Page:
┄┄┄┄┄┄┄┄┄┄

LINES OF THOUGHT ACROSS SOUTHEAST ASIA
Environment

Commercial bauxite mining’s high cost for Malaysian communities

Landowners and mining companies in Malaysia have benefited from extraction of the ore, but the lucrative projects spread red dust packed with environmental and health risks

Kymberley Chu
October 21, 2021
Commercial bauxite mining’s high cost for Malaysian communities
Two men sit under the shade on a bauxite mining site in Kuantan, Malaysia. A crater is being dug in the background. Photo: courtesy of Fuziah Salleh

The river turns blood-red as miners dig craters nearby and drive truckloads of bauxite ore, littering the surrounding highways as crimson dust engulfs everything in its path. 

“Bauxite mining has brought a tremendous amount of dust to the entire town until they dubbed it as the Town on Mars,” a resident of Kuantan, Malaysia, said.

┄┄┄┄┄┄┄┄┄┄

Record set:
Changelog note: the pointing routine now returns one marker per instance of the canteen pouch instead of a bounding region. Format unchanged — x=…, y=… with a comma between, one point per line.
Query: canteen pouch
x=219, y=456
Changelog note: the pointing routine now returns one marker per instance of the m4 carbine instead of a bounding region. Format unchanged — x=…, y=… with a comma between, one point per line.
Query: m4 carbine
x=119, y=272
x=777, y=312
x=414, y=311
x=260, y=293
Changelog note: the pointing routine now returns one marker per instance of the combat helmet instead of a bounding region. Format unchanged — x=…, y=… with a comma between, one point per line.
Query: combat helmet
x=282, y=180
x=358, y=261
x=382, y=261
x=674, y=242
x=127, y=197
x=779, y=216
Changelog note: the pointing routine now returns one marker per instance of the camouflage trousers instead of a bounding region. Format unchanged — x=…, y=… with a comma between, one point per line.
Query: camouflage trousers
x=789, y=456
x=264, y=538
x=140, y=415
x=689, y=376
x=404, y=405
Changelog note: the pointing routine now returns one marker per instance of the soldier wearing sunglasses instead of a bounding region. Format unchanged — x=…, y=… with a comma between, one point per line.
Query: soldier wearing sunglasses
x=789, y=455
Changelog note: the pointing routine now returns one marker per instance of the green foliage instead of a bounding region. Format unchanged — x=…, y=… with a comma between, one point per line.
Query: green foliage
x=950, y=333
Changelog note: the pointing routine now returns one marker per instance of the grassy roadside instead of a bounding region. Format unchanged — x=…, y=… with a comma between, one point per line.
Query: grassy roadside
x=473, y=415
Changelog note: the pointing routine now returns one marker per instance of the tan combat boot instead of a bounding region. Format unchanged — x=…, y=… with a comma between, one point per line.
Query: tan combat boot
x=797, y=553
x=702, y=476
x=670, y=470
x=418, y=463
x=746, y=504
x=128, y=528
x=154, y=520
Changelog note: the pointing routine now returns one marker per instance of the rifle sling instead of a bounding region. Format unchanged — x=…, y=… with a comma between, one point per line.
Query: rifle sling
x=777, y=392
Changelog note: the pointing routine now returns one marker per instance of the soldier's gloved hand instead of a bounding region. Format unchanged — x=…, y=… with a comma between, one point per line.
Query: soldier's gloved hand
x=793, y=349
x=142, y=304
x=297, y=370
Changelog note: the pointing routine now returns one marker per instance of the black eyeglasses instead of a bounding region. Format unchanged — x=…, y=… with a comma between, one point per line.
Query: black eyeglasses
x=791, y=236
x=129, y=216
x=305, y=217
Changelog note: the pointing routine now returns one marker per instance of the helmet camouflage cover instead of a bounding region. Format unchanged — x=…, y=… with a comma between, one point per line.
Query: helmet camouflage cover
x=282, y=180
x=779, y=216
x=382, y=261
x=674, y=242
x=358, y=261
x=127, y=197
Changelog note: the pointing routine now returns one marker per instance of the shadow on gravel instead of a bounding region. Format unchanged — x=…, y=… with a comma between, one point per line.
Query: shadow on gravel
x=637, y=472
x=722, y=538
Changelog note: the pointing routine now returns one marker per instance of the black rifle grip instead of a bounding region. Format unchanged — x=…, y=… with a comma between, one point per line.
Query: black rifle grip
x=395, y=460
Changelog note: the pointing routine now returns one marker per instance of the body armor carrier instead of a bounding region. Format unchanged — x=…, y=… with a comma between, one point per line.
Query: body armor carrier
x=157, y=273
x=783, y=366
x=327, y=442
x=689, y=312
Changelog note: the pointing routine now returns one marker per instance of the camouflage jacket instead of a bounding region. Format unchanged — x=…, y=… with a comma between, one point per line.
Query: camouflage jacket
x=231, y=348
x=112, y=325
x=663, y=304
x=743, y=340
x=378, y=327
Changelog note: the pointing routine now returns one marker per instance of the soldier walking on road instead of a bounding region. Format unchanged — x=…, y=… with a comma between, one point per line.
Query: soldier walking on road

┄┄┄┄┄┄┄┄┄┄

Task: Carry on the article about bauxite mining in Malaysia, starting after the Kuantan resident's remark about the Town on Mars. The lines aren't needed for this.

Solved problem:
Bauxite mining companies are applying for licenses near Kuantan, the capital of Pahang state, and tensions between miners and locals have erupted over environmental destruction and a devastating health toll resulting from the operations. Yet some landowners see bauxite mining as a lucrative avenue out of poverty and forgo basic necessities such as water and food security as they sell their properties to bauxite miners.

Since 2015, bauxite mining has been perceived as a profitable emerging industry among rural Malaysian towns. The country exported up to 3.5 million tonnes of bauxite ore to China before the Malaysian government issued a moratorium in 2016, which was subsequently lifted in November 2019.

The Malaysian Anti-Corruption Commission seized about 10 million tonnes of bauxite in August 2017. The commission estimated the stockpile to be worth $306 million.

The socioeconomic impacts of bauxite mining in Kuantan are among the concerns expressed by observers. Bauxite is not renewable and can be taken out once. Excavated land tends to be harder to rehabilitate and oil palm trees have been removed, eliminating long-term sources of income.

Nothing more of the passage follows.